İlk Yunan Filozoflarında Tanrı Düşüncesi- Kitap İncelemesi

Giriş

Werner Jaeger’in Yunan dünyası hakkındaki çalışmalarından biri olan “İlk Yunan Filozoflarında Tanrı Düşüncesi” eseri antik Yunanlıların teolojik düşüncesine dikkat çekiyor. Jaeger daha evvel Paideia adlı eserinde Yunan kültürünün ve Yunanlıların dünya tarihi içerisindeki devrim niteliğindeki konumunu sergilemişti. Jaeger hayatın gidişatı içindeki değişim ve kadere direnç olarak Yunanlıların kendini kültüre arz ettiğini söylemekteydi. Değişime verdikleri bu tepki iradelerinin belli kalıplarda ifade edilmesi şeklinde vuku bulmuştu. Antik Yunan düşüncesinin ilk dönemlerinde irade beyanının doğası henüz kesinleştirilmemiştir. Ne var ki tarihsel süreç içerisinde doğayı tercüme etmeye başlamış ve kültürü oluşturmayı görev saymışlardır. (Jaeger, 1946: xvi) Yunanlıların insanlık açısından doğayı anlamada ve kültürü bu minvalde oluşturmadaki önemi dikkate şayandır.

Jaeger İlk Yunan Filozoflarında Tanrı Düşüncesi adlı eserinde antik Yunan filozoflarını ve felsefenin ilk dönemini inceliyor. Teolojik bir okumayla antik çağdaki felsefenin dinsiz olduğuna dair algıyı sorguluyor. Modern analizlerin görmek istediği şeyi anlattığını söylüyor. Felsefenin dış etkenlerden azade şekilde oluştuğu zannını eleştiriyor. Bu çözümleme Antik Yunan’dan sonra skolastik düşüncenin ortaya çıkışını anlamlandırıyor.

Antik Yunan Filozoflarının Tanrı Düşüncesi

Yunanlılar kültürü oluşturmada ve kendilerinden sonraki insanlığa aktarmada sistemli bir yaklaşım edinmiş, bilgeliğe ve eğitime dikkat çekmişlerdir. Kültürü oluşturmak, doğayı anlamak ve varlığı merak etmek için öteden beri süregelen oluşturucu- yaratıcı- var edici olan tanrı düşüncesini de gözetmişlerdir.

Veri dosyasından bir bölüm
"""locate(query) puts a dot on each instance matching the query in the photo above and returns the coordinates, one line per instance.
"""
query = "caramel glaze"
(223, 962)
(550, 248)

Yazılı Görev 1: Verilen metne göre Jaeger, Yunanlıların kendini kültüre arz etmesini neye bağlıyor? Bir ila üç cümleyle açıklayın.
Yazılı Görev 2: İlk Yunan filozoflarında tanrı düşüncesini ele alan metni, gösterilen son cümleden sonrasından itibaren yazarak sürdürün.
Kayıtlar bu görevler için gerekli değildir.

Görev Yanıtı 1: Jaeger bunu, hayatın gidişatı içindeki değişime ve kadere karşı bir direnç olarak görür. Yunanlıların değişime verdiği bu tepki, iradelerinin belli kalıplarda ifade edilmesi şeklinde ortaya çıkmıştır.

Görev Yanıtı 2:
Modern pozitivist yaklaşımlar antik Yunan’da kendilerini görme yatkınlığına sahiptir. Yunanlıların doğa felsefesini tanrı düşüncesinden azade göstermek cihetiyle olgucu düşüncelerin tarihsel temelini bulmak istemişlerdir. Batı paradigmasında Antik Yunan doğa filozoflarının teist olmadığı görüşü baskın iken Jaeger bize aksini salık veriyor. Antik doğa filozoflarının aslında felsefi bir teoloji ve gerçekliğin doğası hakkında rasyonel yaklaşım sergilediğini söylüyor.(Jaeger, 2011: 13)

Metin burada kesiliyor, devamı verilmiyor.